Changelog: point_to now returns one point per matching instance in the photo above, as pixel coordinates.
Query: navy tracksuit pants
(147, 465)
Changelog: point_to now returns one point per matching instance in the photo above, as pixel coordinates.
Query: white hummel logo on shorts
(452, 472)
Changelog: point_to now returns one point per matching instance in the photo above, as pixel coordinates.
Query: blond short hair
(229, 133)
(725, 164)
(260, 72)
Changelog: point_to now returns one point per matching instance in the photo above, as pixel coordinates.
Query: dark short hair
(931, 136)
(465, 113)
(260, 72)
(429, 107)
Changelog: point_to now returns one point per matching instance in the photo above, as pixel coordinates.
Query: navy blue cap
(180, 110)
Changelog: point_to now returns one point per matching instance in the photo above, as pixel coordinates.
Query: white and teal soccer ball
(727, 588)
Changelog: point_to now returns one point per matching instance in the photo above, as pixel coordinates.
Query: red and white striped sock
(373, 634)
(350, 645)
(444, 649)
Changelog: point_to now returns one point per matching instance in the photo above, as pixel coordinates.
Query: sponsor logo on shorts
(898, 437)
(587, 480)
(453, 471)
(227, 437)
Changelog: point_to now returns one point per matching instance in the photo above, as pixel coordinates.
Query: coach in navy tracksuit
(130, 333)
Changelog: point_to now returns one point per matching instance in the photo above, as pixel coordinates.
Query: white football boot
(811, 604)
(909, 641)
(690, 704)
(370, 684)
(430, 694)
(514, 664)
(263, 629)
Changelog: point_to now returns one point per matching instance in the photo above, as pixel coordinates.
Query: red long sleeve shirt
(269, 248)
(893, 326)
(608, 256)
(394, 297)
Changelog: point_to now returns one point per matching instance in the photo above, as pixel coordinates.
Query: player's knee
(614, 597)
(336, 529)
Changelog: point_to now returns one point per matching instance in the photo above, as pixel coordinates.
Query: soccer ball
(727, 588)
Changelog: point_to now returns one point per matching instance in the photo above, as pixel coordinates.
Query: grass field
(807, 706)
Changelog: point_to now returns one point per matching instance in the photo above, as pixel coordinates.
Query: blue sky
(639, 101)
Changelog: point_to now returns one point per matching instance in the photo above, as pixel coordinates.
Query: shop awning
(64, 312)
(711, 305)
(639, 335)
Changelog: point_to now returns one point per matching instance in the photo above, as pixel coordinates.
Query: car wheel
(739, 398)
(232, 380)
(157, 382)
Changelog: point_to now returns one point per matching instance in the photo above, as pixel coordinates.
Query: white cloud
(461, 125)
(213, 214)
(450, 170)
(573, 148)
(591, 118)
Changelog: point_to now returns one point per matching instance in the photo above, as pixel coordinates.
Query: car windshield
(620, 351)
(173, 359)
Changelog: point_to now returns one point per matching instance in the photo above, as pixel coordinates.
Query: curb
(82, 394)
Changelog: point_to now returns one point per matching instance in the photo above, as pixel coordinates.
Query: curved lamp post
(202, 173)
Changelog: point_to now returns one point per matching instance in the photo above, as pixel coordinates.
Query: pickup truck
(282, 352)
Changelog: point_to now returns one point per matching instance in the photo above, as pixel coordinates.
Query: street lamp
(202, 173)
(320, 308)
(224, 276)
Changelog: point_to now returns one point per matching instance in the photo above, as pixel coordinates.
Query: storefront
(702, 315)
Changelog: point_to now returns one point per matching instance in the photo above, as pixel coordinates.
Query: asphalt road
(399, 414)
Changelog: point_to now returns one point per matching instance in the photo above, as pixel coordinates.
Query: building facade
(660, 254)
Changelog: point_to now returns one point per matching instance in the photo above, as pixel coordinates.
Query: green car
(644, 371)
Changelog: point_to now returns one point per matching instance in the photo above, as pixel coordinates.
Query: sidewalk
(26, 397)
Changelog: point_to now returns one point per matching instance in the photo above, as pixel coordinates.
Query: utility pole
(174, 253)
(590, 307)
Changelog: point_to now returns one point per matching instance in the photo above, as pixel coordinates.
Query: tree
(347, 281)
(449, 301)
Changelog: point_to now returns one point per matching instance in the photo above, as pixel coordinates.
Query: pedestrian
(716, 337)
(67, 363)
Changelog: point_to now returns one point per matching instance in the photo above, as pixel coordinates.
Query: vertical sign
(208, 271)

◆ **Directive**
Show every line of the entries above that contains the string "tracksuit", copying each line in full.

◆ **Response below**
Query: navy tracksuit pants
Query: coach in navy tracksuit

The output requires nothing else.